* **Information shown**

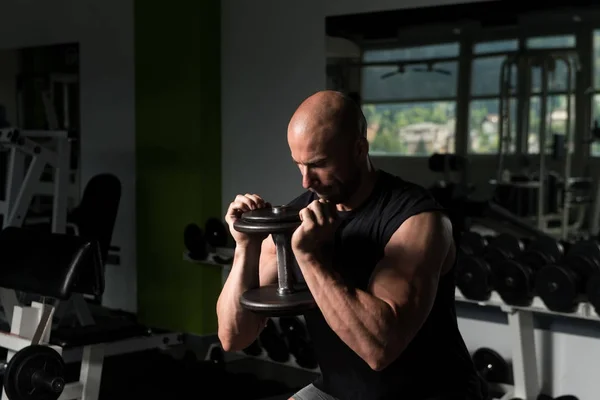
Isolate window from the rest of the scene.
[527,94,575,154]
[473,39,519,54]
[361,43,459,156]
[362,61,458,102]
[363,101,455,156]
[588,30,600,157]
[469,98,517,154]
[527,35,575,49]
[468,45,517,154]
[363,43,460,63]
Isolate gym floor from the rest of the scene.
[67,350,316,400]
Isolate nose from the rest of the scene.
[301,166,315,189]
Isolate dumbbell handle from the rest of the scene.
[31,370,65,393]
[272,233,294,295]
[0,362,65,393]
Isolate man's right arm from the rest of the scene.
[217,236,277,351]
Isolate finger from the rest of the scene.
[234,194,257,210]
[246,193,265,208]
[226,201,250,220]
[300,207,315,229]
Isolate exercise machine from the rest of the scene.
[491,49,593,240]
[0,127,71,322]
[0,227,104,400]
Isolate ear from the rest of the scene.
[356,136,369,159]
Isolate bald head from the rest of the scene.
[288,90,366,145]
[288,90,369,204]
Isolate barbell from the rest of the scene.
[0,344,65,400]
[233,206,316,317]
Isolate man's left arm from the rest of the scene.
[296,212,454,370]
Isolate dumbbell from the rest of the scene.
[233,206,316,317]
[494,236,564,307]
[456,233,524,301]
[471,347,511,383]
[535,240,600,313]
[0,344,65,400]
[279,317,319,369]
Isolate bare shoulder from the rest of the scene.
[371,211,453,290]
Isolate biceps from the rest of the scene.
[259,236,277,286]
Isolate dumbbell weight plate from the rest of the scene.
[460,231,487,256]
[535,265,579,313]
[234,206,316,317]
[494,260,534,307]
[484,233,523,263]
[472,347,510,383]
[456,257,492,301]
[3,345,65,400]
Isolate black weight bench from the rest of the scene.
[0,227,104,400]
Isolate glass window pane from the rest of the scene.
[468,98,517,154]
[527,35,575,49]
[363,43,460,62]
[531,60,577,93]
[590,94,600,157]
[363,102,455,156]
[473,39,519,54]
[471,56,517,96]
[593,30,600,89]
[362,61,458,102]
[527,95,575,154]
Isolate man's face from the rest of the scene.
[288,129,361,204]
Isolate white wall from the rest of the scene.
[221,0,600,400]
[0,0,136,311]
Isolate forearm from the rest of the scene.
[298,257,399,370]
[217,245,265,351]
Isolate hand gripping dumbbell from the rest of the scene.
[233,206,316,317]
[494,236,564,307]
[456,233,524,301]
[535,240,600,313]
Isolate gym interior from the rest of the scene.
[0,0,600,400]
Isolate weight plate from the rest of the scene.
[494,260,533,307]
[233,206,302,233]
[240,285,316,317]
[456,257,492,301]
[527,236,564,263]
[4,345,65,400]
[518,249,557,271]
[535,265,578,313]
[585,273,600,315]
[242,340,262,357]
[460,231,487,256]
[279,316,308,340]
[472,347,510,383]
[485,233,523,264]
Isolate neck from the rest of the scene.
[337,158,379,211]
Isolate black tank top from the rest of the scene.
[290,171,485,400]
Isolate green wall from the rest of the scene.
[134,0,221,335]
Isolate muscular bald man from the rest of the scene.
[217,91,486,400]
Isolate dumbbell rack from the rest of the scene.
[455,289,600,400]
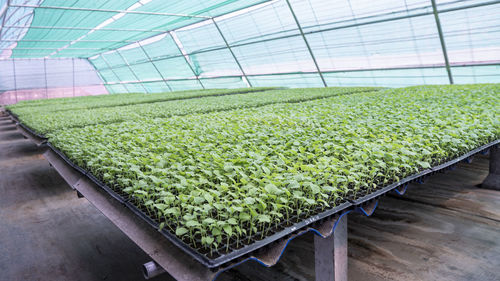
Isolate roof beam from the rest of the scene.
[10,5,210,19]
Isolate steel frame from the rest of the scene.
[0,0,10,42]
[137,41,172,92]
[285,0,328,87]
[168,31,205,89]
[431,0,453,84]
[98,61,500,85]
[98,55,131,93]
[11,5,210,19]
[116,50,149,93]
[212,18,252,87]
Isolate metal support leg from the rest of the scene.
[431,0,453,84]
[43,58,49,99]
[314,215,347,281]
[12,59,18,103]
[481,145,500,190]
[71,58,75,97]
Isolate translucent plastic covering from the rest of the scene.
[0,59,108,104]
[0,0,500,93]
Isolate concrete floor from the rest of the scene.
[0,114,500,281]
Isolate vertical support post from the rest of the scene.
[212,18,252,88]
[71,58,75,97]
[0,0,10,39]
[43,58,49,99]
[116,49,148,94]
[12,59,18,103]
[286,0,328,87]
[481,144,500,190]
[101,55,131,93]
[137,41,172,92]
[168,31,205,89]
[314,215,347,281]
[431,0,453,84]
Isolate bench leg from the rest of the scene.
[481,145,500,190]
[314,215,347,281]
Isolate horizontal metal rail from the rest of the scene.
[10,4,210,19]
[100,61,500,85]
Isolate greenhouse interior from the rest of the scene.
[0,0,500,281]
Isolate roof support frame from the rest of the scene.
[137,41,172,92]
[285,0,328,87]
[212,18,252,88]
[11,4,210,19]
[431,0,453,84]
[168,31,205,89]
[116,50,149,94]
[97,55,132,93]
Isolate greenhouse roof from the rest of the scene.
[0,0,268,58]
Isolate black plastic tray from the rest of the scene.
[39,140,500,268]
[350,139,500,206]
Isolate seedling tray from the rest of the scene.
[47,139,500,268]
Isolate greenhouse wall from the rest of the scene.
[0,0,500,93]
[0,59,108,104]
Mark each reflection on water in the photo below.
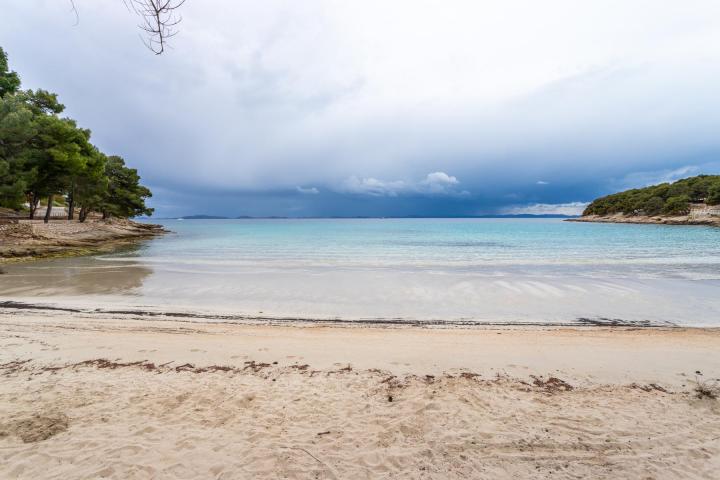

* **Stated task**
Reproduce all of the data above word for word, leaving out the pictures.

* **Exercise response**
Isolate window from the rest of the scene.
[527,94,575,154]
[473,39,519,54]
[361,43,459,156]
[362,61,458,102]
[363,101,455,156]
[588,30,600,157]
[469,98,517,154]
[527,35,575,49]
[468,45,517,154]
[363,43,460,63]
Isolate gym floor from the rest of the scene.
[67,350,316,400]
Isolate nose from the rest of the scene.
[301,166,315,189]
Isolate dumbbell handle from the rest of the scene.
[31,370,65,393]
[272,233,294,295]
[0,362,65,393]
Isolate man's right arm from the rest of the scene.
[217,236,277,351]
Isolate finger from the rest of the scene.
[234,194,257,210]
[246,193,265,208]
[226,201,250,220]
[300,207,315,229]
Isolate exercise machine from the rest of the scene.
[491,49,593,240]
[0,127,71,322]
[0,227,104,400]
Isolate ear from the rest of the scene.
[356,136,369,159]
Isolate bald head from the rest of the scene.
[288,90,366,145]
[288,90,369,204]
Isolate barbell from the rest of the scene.
[0,344,65,400]
[233,206,316,317]
Isolate man's left arm from the rest of the scene.
[296,212,454,370]
Isolate dumbbell from the rest of the scene.
[233,206,316,317]
[494,236,564,307]
[456,233,524,301]
[471,347,511,383]
[535,240,600,313]
[0,344,65,400]
[279,317,319,369]
Isolate bare shoulder from the rest of the scene.
[371,211,453,290]
Isolate biceps from the rest of the scene.
[259,236,277,286]
Isolate dumbbell weight plate from the rest of the scene.
[460,231,487,256]
[535,265,579,313]
[234,206,316,317]
[494,260,534,307]
[484,233,523,263]
[472,347,510,383]
[456,257,492,301]
[3,345,65,400]
Isolate black weight bench from the rest of the scene.
[0,227,104,400]
Isolate glass window pane from the rest of the scene.
[468,98,517,154]
[527,35,575,49]
[363,43,460,62]
[531,60,577,93]
[590,94,600,157]
[363,102,455,156]
[473,39,519,54]
[471,56,517,96]
[593,30,600,89]
[362,61,458,102]
[527,95,575,154]
Isolate man's face from the rest of the scene.
[288,129,361,204]
Isolate white wall from the rest of the scene.
[221,0,600,400]
[0,0,136,311]
Isolate forearm from the rest of the scene.
[298,257,399,370]
[217,245,265,351]
Isolate hand gripping dumbbell from the rest of the scene.
[233,206,316,317]
[494,236,564,307]
[456,233,524,301]
[535,240,600,313]
Isolate gym interior from the rest of the scene.
[0,0,600,400]
Isolate weight plate from the rest of the scene.
[494,260,533,307]
[233,206,302,233]
[240,285,316,317]
[456,257,492,301]
[527,236,564,263]
[4,345,65,400]
[518,249,557,271]
[535,265,578,313]
[585,273,600,315]
[242,340,262,357]
[460,231,487,256]
[279,316,308,340]
[472,347,510,383]
[485,233,523,264]
Isolate neck from the rest of the scene.
[337,158,379,211]
Isolate black tank top from the rest of the scene.
[290,171,485,400]
Isolate green wall from the rest of the scene.
[134,0,221,335]
Isolate muscular bald man from the rest of the scene.
[217,91,486,400]
Isolate dumbbell rack from the rest of the scene.
[455,289,600,400]
Isolate roof beam from the rest of the scene.
[10,5,210,19]
Isolate steel frame from the rest of the scene.
[0,0,10,42]
[137,41,172,92]
[285,0,328,87]
[168,31,205,89]
[431,0,453,84]
[98,61,500,85]
[98,55,131,93]
[11,5,210,19]
[116,50,149,93]
[212,18,252,87]
Isolate metal support leg from the rest of the scene.
[431,0,453,84]
[43,58,49,99]
[314,215,347,281]
[12,59,18,103]
[481,145,500,190]
[71,58,75,97]
Isolate translucent plastic covering from the rest of the scene.
[0,59,108,104]
[0,0,500,93]
Isolate concrete floor from the rest of the scene.
[0,114,500,281]
Isolate vertical support post from the rest of the scene.
[212,18,252,88]
[71,58,75,97]
[0,0,10,39]
[43,58,49,99]
[116,49,148,94]
[12,59,18,103]
[286,0,328,87]
[481,144,500,190]
[101,55,131,93]
[137,41,172,92]
[168,31,205,89]
[314,215,347,281]
[431,0,453,84]
Isolate bench leg from the rest of the scene.
[481,145,500,190]
[314,215,347,281]
Isolate horizontal metal rail from the rest of the scene.
[10,4,210,19]
[100,61,500,85]
Isolate greenhouse interior from the rest of the scene.
[0,0,500,281]
Isolate roof support frame from the rest of the scene.
[137,41,172,92]
[285,0,328,87]
[212,18,252,88]
[11,4,210,19]
[431,0,453,84]
[168,31,205,89]
[116,50,149,94]
[97,55,132,93]
Isolate greenhouse roof from the rest of the scene.
[0,0,268,58]
Isolate black plastic tray from the rest of the scene.
[39,140,500,268]
[350,139,500,206]
Isolate seedling tray from the rest of the scene.
[47,139,500,268]
Isolate greenhouse wall from the rest of the scene.
[0,0,500,93]
[0,59,108,104]
Mark each reflection on water in the photo below.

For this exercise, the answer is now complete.